Durante il suo percorso incontrerà tante maschere e pochi volti, tanti personaggi con doppie personalità e, come in un continuo gioco di specchi, nessuno è quello che dice di essere.
Sta alla protagonista saper vedere oltre le apparenze per scoprire chi le è amico e chi invece trama alle sue spalle. I colpi di scena sono innumerevoli, come i personaggi, che sono i coprotagonisti delle vicende che si svilupperanno tra cielo e terra, tra magia e realtà.
Quando la vita di Agata giunge al termine, le vicende che la riguardano sopravvivono alla sua morte e il tarlo che tormentava la sua mente si impossessa della volontà di sua nipote, e tutto si ripeterà ancora ed ancora.

BIOGRAFIA di Rosalia Lodato

Rosalia Lodato

Rosalia Lodato nasce a Cava de’ Tirreni, una cittadina in provincia di Salerno, il 5 ottobre 1967.
Compie studi tecnici ma non abbandona mai la sua passione per la lettura.

### CONSEGNA SCRITTA
Secondo l'articolo, in quale cittadina è nata Rosalia Lodato?

(Voci salvate)
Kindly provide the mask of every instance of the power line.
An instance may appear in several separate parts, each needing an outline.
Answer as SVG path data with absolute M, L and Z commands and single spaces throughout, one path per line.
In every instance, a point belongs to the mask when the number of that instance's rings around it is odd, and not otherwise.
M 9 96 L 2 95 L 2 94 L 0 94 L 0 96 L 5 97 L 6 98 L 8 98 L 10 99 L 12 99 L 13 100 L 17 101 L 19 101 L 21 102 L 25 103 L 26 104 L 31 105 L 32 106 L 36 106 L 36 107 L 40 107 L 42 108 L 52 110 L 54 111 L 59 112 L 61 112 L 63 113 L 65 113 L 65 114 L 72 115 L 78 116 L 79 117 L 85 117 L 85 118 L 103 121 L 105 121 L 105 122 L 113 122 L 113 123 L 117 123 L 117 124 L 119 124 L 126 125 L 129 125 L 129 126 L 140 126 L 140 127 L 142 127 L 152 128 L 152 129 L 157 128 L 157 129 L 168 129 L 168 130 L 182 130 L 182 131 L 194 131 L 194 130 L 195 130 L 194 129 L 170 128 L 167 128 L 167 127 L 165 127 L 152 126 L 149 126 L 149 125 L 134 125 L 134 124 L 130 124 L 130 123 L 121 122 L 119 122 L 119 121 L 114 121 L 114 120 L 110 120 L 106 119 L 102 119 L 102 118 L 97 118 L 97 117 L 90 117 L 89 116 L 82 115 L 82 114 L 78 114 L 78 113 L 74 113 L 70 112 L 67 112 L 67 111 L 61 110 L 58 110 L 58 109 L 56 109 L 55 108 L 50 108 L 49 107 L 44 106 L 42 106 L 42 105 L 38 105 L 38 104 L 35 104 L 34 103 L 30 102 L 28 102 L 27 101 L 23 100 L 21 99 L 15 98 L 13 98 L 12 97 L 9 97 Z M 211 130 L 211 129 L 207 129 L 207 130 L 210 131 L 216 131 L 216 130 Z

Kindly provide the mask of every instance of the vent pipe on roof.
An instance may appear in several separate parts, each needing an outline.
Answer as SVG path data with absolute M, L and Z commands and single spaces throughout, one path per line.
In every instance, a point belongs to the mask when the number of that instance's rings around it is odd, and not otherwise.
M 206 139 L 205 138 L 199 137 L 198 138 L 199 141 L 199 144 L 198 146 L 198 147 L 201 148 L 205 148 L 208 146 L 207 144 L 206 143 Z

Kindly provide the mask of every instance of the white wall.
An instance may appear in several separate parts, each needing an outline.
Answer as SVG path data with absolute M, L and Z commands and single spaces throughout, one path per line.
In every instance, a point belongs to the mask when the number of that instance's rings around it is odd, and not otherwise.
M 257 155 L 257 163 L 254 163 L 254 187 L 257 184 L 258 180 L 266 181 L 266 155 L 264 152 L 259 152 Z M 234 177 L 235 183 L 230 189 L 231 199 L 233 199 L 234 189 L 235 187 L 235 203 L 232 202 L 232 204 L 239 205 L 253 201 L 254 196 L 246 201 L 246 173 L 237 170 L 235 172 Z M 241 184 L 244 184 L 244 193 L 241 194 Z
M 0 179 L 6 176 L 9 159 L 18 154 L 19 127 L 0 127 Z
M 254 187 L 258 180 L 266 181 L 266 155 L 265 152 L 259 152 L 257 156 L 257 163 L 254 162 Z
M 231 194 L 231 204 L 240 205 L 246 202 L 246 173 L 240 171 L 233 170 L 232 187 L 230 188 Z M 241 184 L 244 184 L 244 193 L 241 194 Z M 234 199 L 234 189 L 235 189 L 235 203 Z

### RISULTATO
Rosalia Lodato è nata a Cava de' Tirreni, in provincia di Salerno.